• [What is being asked]:
Find each line in the items below that contains the string "reflection" and copy those lines.

Start Dataset records

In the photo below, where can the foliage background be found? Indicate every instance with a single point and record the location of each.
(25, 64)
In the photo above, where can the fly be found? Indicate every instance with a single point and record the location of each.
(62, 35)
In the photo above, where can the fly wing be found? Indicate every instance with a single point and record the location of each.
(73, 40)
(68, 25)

End Dataset records
Start Dataset records

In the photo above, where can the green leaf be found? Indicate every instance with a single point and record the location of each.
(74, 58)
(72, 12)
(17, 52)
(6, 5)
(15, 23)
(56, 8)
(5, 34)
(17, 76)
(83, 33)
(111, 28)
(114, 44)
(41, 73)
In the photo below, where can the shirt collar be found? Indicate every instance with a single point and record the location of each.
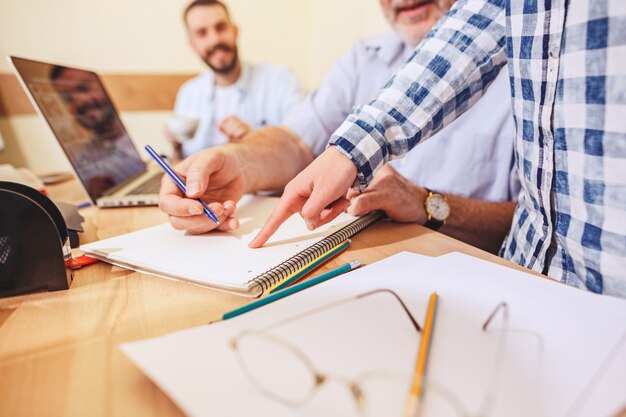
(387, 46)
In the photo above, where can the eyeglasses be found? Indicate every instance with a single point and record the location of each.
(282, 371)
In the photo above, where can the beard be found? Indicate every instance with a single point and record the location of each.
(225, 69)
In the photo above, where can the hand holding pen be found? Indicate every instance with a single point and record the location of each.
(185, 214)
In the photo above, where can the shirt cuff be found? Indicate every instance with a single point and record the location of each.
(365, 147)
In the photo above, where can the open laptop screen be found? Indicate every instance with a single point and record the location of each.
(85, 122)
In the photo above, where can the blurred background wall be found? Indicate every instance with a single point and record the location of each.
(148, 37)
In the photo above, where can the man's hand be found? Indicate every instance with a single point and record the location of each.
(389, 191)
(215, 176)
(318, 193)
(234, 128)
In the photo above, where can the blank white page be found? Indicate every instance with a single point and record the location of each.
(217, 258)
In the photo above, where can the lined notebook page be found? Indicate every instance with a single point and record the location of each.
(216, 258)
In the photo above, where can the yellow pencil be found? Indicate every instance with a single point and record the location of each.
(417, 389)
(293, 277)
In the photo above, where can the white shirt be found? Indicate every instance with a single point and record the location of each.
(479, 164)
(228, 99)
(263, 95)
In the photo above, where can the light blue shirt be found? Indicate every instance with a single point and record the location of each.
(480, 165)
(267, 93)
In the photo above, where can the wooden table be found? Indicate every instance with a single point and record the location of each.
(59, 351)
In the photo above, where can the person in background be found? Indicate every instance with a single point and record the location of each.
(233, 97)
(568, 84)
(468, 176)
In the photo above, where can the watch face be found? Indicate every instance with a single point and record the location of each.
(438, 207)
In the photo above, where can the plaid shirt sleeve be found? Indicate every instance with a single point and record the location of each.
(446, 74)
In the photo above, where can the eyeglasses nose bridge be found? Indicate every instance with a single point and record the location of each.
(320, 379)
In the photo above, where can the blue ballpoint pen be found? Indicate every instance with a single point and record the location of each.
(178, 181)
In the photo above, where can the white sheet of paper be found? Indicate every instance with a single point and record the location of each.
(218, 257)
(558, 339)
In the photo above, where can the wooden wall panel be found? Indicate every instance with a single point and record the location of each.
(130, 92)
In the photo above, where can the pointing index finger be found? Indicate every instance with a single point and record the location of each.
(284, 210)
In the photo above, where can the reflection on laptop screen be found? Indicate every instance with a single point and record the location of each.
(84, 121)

End Dataset records
Start Dataset records

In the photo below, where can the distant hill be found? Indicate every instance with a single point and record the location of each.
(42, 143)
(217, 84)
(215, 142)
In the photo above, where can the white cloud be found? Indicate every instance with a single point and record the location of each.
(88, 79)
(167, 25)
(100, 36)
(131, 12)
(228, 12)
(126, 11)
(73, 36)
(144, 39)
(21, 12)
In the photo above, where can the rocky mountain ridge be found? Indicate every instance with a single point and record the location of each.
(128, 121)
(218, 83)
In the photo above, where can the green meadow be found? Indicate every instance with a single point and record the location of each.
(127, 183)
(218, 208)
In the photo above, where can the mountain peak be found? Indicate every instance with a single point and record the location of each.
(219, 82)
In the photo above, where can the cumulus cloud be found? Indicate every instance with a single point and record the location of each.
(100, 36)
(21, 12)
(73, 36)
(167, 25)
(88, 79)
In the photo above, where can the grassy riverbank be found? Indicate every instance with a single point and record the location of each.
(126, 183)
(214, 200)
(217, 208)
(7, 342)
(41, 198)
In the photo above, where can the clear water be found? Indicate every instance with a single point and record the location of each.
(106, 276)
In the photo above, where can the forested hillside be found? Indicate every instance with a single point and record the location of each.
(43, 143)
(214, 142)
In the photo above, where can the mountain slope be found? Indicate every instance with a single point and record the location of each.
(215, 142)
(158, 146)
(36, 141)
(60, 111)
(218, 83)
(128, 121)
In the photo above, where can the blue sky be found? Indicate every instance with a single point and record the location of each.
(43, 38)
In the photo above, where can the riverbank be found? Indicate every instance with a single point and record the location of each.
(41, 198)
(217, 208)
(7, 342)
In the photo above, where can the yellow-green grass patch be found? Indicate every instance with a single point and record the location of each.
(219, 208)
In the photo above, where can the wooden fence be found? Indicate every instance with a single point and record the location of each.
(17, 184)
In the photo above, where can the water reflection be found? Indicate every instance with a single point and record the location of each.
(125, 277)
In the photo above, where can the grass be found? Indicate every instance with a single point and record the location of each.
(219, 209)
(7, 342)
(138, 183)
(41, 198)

End Dataset records

• [Completed task]:
In the photo above, where can the reflection on laptop screen be found? Indicate every instance with a single point and record the location of each.
In the photo above, where can the water reflection be found? Indicate every instance with a single point and record the location of each.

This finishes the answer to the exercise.